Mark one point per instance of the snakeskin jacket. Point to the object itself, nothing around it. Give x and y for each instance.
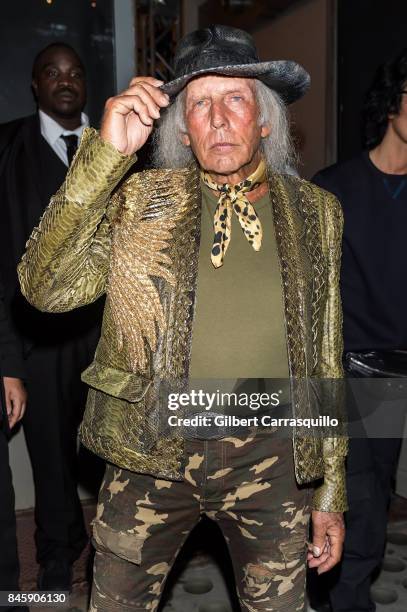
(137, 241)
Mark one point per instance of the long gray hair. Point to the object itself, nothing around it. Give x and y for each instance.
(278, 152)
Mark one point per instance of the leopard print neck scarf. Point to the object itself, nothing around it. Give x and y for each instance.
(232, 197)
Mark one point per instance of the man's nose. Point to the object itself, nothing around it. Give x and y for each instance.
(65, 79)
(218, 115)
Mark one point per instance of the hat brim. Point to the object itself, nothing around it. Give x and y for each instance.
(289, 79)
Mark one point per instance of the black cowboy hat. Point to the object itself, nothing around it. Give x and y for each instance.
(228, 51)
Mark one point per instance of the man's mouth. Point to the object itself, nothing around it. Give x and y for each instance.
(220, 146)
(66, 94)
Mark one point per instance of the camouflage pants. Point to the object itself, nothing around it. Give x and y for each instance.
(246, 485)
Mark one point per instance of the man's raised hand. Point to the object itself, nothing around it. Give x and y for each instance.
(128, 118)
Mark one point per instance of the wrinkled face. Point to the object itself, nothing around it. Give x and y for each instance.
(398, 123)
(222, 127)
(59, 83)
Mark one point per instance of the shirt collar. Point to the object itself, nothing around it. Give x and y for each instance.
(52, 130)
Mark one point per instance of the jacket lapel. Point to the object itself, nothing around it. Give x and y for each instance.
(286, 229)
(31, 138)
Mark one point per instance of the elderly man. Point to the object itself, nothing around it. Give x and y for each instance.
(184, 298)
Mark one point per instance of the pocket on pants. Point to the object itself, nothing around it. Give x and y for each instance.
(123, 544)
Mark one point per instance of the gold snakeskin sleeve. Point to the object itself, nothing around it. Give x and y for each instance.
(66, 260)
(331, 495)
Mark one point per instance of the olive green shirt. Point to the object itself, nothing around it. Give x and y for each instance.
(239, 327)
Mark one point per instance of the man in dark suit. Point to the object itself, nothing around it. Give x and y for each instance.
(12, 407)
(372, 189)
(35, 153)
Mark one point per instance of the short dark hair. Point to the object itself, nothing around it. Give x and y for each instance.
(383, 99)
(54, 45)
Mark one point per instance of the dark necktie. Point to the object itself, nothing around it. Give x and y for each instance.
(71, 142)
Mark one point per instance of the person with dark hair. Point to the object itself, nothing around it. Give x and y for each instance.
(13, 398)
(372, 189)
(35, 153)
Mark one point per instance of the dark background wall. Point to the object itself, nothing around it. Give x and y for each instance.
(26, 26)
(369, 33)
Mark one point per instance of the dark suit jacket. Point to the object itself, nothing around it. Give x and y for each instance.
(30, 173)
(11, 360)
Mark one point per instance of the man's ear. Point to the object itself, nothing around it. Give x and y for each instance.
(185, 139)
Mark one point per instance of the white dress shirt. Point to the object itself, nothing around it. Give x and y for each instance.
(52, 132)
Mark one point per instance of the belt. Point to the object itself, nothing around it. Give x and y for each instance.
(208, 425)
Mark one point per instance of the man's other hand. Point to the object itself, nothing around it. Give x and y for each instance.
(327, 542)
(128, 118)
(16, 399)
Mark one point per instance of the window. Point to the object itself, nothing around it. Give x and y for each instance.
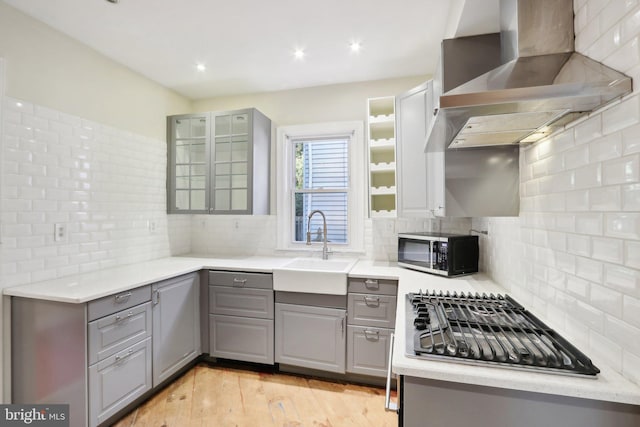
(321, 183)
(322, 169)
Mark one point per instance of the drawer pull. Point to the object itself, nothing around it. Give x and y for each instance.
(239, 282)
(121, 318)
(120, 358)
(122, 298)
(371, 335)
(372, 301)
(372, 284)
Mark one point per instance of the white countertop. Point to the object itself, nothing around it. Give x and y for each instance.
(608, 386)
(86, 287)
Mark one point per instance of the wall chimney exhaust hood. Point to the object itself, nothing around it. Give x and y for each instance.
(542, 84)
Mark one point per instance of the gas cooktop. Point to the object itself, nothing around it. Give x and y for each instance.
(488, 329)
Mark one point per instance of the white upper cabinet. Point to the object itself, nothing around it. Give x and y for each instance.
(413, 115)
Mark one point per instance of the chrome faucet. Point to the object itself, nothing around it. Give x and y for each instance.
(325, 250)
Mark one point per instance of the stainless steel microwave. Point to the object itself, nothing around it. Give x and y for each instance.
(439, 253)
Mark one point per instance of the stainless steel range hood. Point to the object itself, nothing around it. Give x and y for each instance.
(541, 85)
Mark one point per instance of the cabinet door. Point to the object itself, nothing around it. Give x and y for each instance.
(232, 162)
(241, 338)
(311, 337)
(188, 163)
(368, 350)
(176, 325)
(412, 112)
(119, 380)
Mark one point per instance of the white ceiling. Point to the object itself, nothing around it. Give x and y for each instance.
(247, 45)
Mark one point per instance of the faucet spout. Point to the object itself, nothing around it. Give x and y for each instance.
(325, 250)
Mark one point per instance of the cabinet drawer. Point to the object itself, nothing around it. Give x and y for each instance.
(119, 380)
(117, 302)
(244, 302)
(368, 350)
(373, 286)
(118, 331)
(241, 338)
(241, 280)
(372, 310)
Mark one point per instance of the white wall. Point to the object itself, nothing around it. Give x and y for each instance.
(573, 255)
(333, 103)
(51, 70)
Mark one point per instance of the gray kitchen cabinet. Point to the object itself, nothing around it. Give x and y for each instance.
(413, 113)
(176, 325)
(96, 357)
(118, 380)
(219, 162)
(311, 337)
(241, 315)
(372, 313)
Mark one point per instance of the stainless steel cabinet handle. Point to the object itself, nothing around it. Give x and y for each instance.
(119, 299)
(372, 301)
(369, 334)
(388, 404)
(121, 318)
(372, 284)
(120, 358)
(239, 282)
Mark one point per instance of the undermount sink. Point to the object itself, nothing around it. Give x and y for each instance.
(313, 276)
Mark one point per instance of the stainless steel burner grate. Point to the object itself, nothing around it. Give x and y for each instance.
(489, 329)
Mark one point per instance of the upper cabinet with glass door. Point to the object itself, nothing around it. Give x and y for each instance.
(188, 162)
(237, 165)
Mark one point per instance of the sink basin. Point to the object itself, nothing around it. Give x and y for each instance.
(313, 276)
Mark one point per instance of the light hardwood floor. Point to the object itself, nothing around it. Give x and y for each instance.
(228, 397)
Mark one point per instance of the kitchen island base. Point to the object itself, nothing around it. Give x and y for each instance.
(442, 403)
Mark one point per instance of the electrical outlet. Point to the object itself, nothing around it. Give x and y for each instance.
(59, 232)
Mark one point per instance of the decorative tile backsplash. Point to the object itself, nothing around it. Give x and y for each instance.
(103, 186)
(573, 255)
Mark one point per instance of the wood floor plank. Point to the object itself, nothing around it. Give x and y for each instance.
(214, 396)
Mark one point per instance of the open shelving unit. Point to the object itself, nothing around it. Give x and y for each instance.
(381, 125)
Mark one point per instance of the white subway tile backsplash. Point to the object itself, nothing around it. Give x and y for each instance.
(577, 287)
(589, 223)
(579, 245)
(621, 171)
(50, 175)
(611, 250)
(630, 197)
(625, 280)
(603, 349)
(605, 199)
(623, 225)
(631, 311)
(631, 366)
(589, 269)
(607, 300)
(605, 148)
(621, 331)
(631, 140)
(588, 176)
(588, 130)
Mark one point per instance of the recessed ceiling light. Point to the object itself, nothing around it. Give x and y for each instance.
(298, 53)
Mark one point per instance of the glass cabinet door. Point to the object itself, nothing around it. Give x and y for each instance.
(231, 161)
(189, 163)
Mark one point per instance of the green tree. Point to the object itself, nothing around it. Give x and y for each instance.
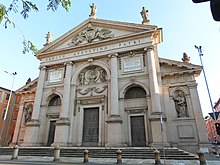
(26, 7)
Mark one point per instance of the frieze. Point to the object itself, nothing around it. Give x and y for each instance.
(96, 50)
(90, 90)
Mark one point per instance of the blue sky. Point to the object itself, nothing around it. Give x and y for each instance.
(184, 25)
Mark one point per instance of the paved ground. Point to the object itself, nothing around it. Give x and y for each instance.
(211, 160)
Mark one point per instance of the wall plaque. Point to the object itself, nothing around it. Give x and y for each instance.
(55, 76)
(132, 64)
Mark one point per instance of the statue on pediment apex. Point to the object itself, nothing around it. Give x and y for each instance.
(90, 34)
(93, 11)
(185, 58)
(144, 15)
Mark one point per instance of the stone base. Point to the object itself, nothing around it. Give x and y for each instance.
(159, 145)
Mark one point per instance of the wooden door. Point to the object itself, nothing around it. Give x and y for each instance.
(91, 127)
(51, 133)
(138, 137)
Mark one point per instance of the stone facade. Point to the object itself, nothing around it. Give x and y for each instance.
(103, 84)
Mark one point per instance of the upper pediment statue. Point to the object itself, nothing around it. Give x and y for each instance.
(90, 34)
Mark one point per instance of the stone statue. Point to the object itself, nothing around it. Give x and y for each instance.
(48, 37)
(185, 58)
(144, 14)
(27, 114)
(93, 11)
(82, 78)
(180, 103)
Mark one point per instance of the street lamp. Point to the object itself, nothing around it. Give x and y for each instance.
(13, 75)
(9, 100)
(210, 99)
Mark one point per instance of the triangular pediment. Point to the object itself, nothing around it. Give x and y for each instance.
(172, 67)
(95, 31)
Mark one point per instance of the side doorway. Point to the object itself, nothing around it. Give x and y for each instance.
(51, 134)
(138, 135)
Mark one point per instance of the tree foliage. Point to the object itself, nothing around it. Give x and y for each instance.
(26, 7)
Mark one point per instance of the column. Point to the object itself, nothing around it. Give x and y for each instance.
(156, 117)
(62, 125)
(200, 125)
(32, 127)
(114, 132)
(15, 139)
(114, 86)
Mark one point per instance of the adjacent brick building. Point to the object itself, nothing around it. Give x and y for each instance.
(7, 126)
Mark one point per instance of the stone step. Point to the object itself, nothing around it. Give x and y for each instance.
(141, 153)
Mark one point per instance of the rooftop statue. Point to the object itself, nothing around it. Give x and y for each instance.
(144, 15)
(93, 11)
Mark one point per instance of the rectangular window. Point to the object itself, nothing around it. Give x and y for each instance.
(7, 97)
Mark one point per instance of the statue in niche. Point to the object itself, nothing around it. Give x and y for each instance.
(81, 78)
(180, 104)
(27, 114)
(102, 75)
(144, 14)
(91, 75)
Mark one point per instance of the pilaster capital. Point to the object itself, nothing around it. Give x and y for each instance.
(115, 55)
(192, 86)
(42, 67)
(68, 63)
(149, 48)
*-*-*
Problem description →
Only the lines from the one containing "Mark one point per instance of the rooftop" to the end of the data should be printed, exactly as they stand.

Response below →
Mark one point per instance of the rooftop statue. Point to the object itself, nothing around it. Give x and y for each instance.
(144, 15)
(93, 11)
Mark one point per instance of the rectangular window. Point to the object itself, nothing around it. Give x and y for each instance.
(7, 97)
Mark one point per instance of the statue in niche. Point to the object itself, nothing around it. Give x and y for each instance.
(81, 78)
(180, 104)
(27, 114)
(102, 75)
(144, 14)
(91, 75)
Mark one point per instance of the pilaster capital. Point to the object itself, nothing around it. Give x and y for each instance.
(115, 55)
(192, 86)
(42, 67)
(68, 63)
(149, 48)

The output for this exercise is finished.